• BRANO DI LETTURA:
Ero d’accordo con Glencoe per aderire ad una sua iniziativa che parla di talkcrossing, ovvero la falsicazione dell’informazione. L’argomento è molto interessante, per cui vi invito a visitare il suo blog (http://etadellainnocenza.splinder.com/) nel quale, oltre al suo contributo, sta inserendo quello dei blogger invitati a partecipare.
Io avevo in mente un breve racconto, ma in questo periodo ho un po’ la testa altrove per cui non riesco a concentrarmi granché. Insomma… non l’ho scritto. Il punto è pure che… a volte la realtà supera – tristemente – l’immaginazione. Anche scoprire questo mi ha scaricato.
Il racconto avrebbe parlato di una persona sana che, informata dal proprio medico del proprio presunto stato di malattia… erroneamente (c’è stato uno scambio di cartelle mediche tra lui e un’altra persona), crede di essere malato e finisce in una spirale di dolore, depressione e falsi sintomi, finendo in pratica per lasciarsi morire… prima di venire cercato per essere avvisato dello scambio di cartelle.

• COMPITI:
1) Ripeti parola per parola il passo del brano sul talkcrossing che comincia con "Il racconto avrebbe" e prosegue fino a "scambio di cartelle.".
2) Nel brano sul talkcrossing, quale errore porta la persona sana del racconto a credersi malata?
3) Continua il brano sul talkcrossing dopo la sua ultima frase.

• VOCI FORNITE:
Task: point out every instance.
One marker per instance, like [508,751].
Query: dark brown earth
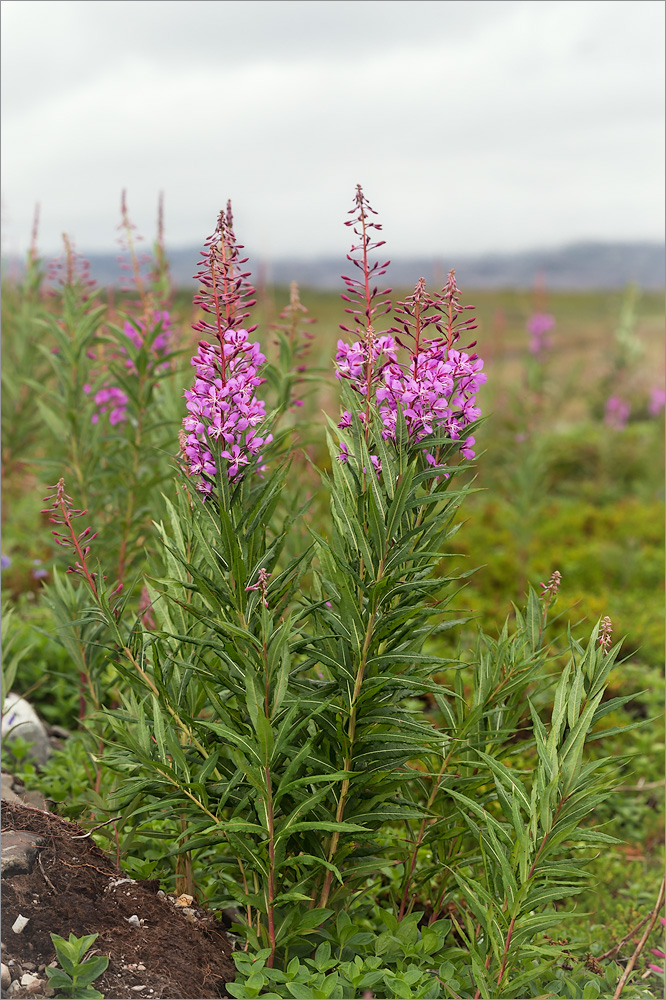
[73,886]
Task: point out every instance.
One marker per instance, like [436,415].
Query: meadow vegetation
[376,660]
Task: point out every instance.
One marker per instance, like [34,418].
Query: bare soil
[177,951]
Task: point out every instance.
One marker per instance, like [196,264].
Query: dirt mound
[156,948]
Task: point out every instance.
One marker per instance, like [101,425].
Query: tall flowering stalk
[225,419]
[435,388]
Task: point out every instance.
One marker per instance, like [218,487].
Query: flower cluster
[605,634]
[436,390]
[222,406]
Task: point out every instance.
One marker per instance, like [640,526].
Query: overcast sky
[472,126]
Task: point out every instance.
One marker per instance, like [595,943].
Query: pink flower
[657,401]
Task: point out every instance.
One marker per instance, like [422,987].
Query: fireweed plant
[286,717]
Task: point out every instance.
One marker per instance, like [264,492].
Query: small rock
[20,719]
[19,850]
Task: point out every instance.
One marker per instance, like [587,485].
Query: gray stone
[13,791]
[20,719]
[19,850]
[8,793]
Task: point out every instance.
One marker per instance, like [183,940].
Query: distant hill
[579,266]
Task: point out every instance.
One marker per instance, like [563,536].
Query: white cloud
[472,126]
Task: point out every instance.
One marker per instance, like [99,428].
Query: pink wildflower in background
[657,401]
[539,326]
[111,400]
[605,634]
[617,412]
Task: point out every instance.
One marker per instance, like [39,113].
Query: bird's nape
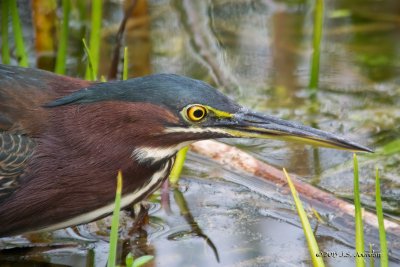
[78,134]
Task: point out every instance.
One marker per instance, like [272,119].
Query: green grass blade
[62,48]
[112,257]
[318,24]
[18,36]
[5,47]
[379,213]
[371,259]
[92,73]
[308,232]
[177,168]
[95,36]
[360,249]
[125,69]
[142,260]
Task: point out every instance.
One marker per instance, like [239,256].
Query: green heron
[63,139]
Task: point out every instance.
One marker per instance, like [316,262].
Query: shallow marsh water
[258,52]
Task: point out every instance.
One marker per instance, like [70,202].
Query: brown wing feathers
[23,92]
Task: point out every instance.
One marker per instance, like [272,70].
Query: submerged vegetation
[92,51]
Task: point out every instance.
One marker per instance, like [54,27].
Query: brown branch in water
[239,160]
[112,74]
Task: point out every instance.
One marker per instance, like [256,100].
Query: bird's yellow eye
[196,112]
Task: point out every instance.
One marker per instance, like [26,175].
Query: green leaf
[142,260]
[308,232]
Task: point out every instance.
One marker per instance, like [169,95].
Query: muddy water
[259,52]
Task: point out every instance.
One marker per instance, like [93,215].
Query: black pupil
[198,113]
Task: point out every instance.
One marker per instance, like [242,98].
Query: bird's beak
[255,125]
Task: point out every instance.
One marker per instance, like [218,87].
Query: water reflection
[259,52]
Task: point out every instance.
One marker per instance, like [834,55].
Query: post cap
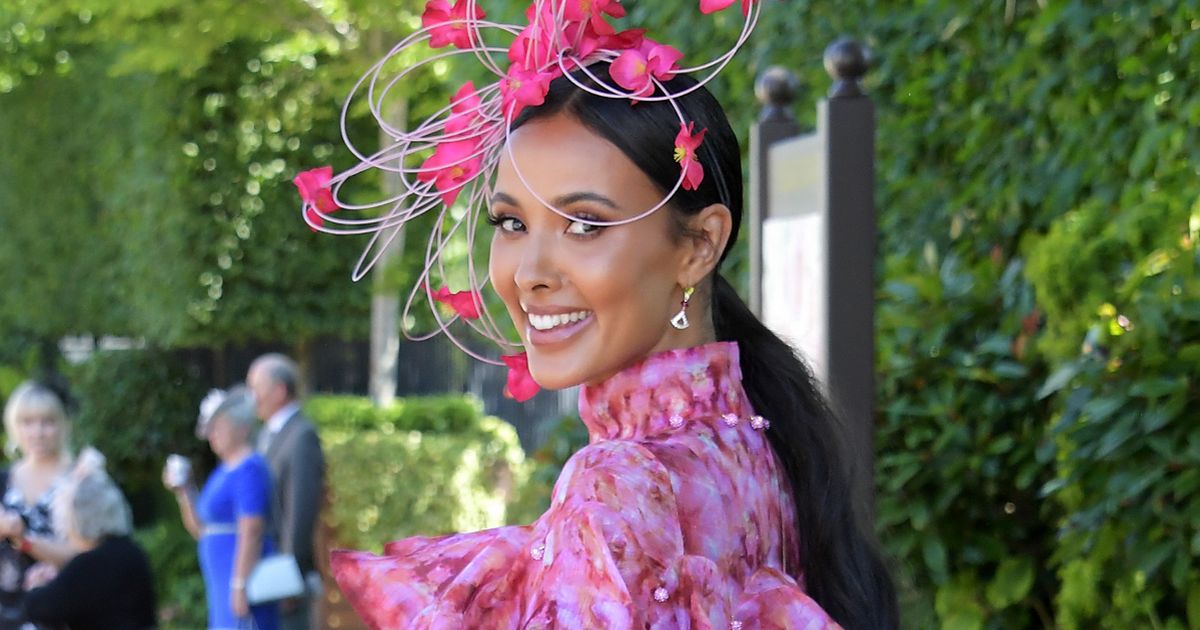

• RISPOSTE DATE:
1)
Il racconto avrebbe parlato di una persona sana che, informata dal proprio medico del proprio presunto stato di malattia… erroneamente (c’è stato uno scambio di cartelle mediche tra lui e un’altra persona), crede di essere malato e finisce in una spirale di dolore, depressione e falsi sintomi, finendo in pratica per lasciarsi morire… prima di venire cercato per essere avvisato dello scambio di cartelle.

2) Uno scambio di cartelle mediche tra lui e un'altra persona.

3)
In questo periodo però mi sta capitando di avere a che fare con l’ambiente medico e, pur non volendo generalizzare, quel che vedo mi… lascia davvero perplesso (ovviamente sto usando un eufemismo): medici che, usando il paziente come intermediario, si sconfessano e insultano l’un l’altro, apparentemente (voglio essere buono inserendo questa parola) più preoccupati della propria immagine professionale che della salute della persona che hanno davanti. Come può questo non sconcertare?
Già – e qui veniamo al tema della “falsificazione dell’informazione” – trovo avvilente che il medico ometta o sia superficiale nelle sue informazioni, dando per scontato che il paziente sappia, oppure – e non so cosa sia peggio – che il paziente debba, secondo loro, limitarsi a seguire le “istruzioni” che gli vengono date, senza ulteriori spiegazioni. Spesso – e questo in teoria vale in ogni campo, ma in quello medico diventa estremamente importante – basta una frase “buttata lì con superficialità”, o una spiegazione omessa, per lasciare libero e pericoloso spazio all’interpretazione del paziente, che ovviamente può benissimo essere ignorante dell’argomento o, magari perché spaventato, portato a vedere sciagure dove ci sono semplici ostacoli, o ancora, al contrario, propendere subito per la spiegazione che più lo rassicura (lasciando perdere accertamenti forse preziosi).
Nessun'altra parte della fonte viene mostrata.